### Task A
Translate into French this sentence from the cartilage abstract: "Cartilage from porcine metacarpophalangeal joints was cultured in serum-free medium."
### Task B
Write out the cartilage abstract from "Induction of interleukin-1" up to and including "of interleukin-1 (IL-1).".
### Task C
Extend the cartilage abstract, picking up after its final sentence.

### Document section
Induction of interleukin-1 in articular cartilage by explantation and cutting




To investigate the effect of explantation and fine cutting of articular cartilage upon intracellular inflammatory signaling pathways and expression of interleukin-1 (IL-1).


Cartilage from porcine metacarpophalangeal joints was cultured in serum-free medium. Tissue extracts were examined for ERK activation by phosphorylated–Western blotting, for JNK and p38 MAPK activity by kinase assay, and for IκBα. IL-1α and IL-1β messenger RNA (mRNA) was measured by reverse transcriptase–polymerase chain reaction. IL-1 activity was measured by the induction of serum amyloid A protein in cultured chondrocytes.

Natural language descriptions of regions:
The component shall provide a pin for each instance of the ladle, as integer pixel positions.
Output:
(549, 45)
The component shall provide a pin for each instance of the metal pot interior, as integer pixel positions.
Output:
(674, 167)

### Result A
Du cartilage provenant d'articulations métacarpophalangiennes porcines a été mis en culture dans un milieu sans sérum.

### Result B
Induction of interleukin-1 in articular cartilage by explantation and cutting




To investigate the effect of explantation and fine cutting of articular cartilage upon intracellular inflammatory signaling pathways and expression of interleukin-1 (IL-1).

### Result C
All 3 MAPKs (p38, JNK, and ERK) were rapidly activated upon dissection and explantation of the cartilage. IL-1α and IL-1β mRNA was also induced: the speed and magnitude of induction were increased if the explants had been finely cut. IL-1 activity that could be inhibited by IL-1 receptor antagonist or antibodies to IL-1α was found in extracts of explants cultured for 20 hours or lysates of cells isolated from them. This activity was likely due to intracellular proIL-1α that was not secreted. ProIL-1β would not be detected because it is biologically inactive. The mechanism of inflammatory signaling pathway activation underlying the induction of IL-1 is unknown.


Explantation and cutting of articular cartilage activates intracellular inflammatory signaling pathways and induces expression of mRNA for IL-1α and IL-1β. Biologically active IL-1α protein was detectable in cartilage lysates and was probably intracellular proIL-1α. We were unable to show that IL-1 was secreted by chondrocytes.